== Work required ==
Revise the records from the line with "of the water" up to and including the line with "x=616, y=457" by changing "water surface" to "lake surface" and keeping everything else the same. Return only those lines.

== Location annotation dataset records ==
******

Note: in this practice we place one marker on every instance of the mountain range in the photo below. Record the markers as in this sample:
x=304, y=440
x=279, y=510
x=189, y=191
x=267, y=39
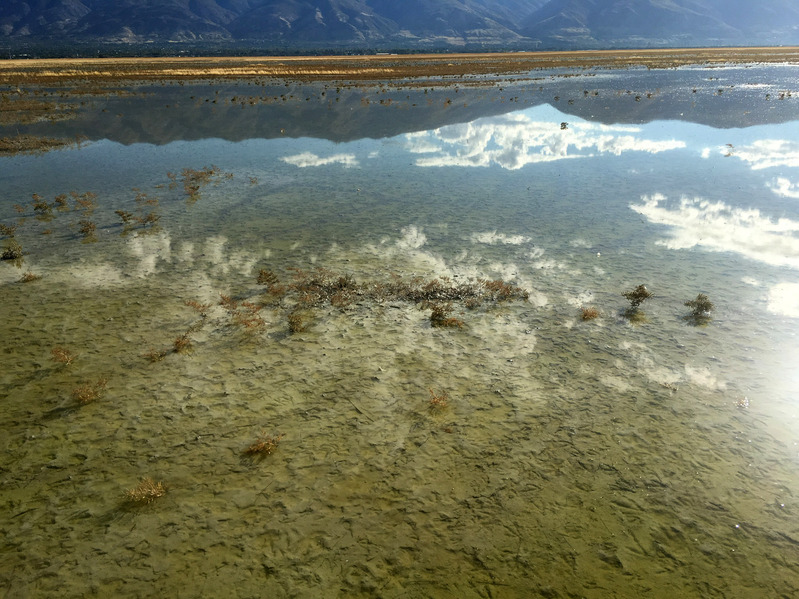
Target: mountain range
x=406, y=24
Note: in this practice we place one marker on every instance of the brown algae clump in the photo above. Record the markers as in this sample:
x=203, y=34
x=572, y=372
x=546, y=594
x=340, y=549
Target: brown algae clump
x=146, y=492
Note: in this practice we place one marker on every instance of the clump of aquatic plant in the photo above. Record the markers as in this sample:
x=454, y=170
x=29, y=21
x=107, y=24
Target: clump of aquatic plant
x=12, y=251
x=8, y=230
x=589, y=313
x=194, y=180
x=637, y=296
x=439, y=316
x=438, y=401
x=267, y=277
x=63, y=356
x=201, y=309
x=701, y=307
x=297, y=320
x=263, y=446
x=91, y=391
x=29, y=277
x=147, y=491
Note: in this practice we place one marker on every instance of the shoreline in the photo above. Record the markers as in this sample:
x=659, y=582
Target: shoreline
x=374, y=67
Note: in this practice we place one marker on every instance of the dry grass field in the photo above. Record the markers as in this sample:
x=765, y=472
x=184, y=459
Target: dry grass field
x=366, y=68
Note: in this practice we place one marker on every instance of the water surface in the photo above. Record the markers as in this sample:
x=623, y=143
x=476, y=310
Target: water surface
x=616, y=457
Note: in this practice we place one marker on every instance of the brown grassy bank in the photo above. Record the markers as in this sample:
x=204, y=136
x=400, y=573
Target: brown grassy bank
x=365, y=68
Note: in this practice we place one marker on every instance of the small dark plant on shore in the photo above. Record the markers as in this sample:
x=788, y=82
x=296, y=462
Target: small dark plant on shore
x=88, y=392
x=63, y=355
x=8, y=230
x=265, y=445
x=43, y=210
x=438, y=401
x=29, y=277
x=201, y=309
x=590, y=313
x=636, y=297
x=146, y=492
x=439, y=316
x=182, y=344
x=701, y=307
x=12, y=251
x=297, y=320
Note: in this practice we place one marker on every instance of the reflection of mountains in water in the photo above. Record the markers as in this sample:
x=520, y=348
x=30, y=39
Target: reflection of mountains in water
x=721, y=98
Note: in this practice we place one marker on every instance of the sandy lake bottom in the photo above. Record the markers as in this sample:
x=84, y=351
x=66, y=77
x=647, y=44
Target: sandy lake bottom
x=645, y=456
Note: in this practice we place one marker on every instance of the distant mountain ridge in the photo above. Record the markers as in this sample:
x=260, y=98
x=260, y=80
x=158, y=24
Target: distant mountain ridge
x=444, y=24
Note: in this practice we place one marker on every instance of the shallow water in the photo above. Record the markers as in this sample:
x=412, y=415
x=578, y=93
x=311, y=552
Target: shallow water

******

== Result of this exercise ==
Note: in this practice we place one marker on every instance of the lake surface in the photo above. Record the markers as in this sample:
x=623, y=143
x=476, y=310
Target: lake surface
x=616, y=457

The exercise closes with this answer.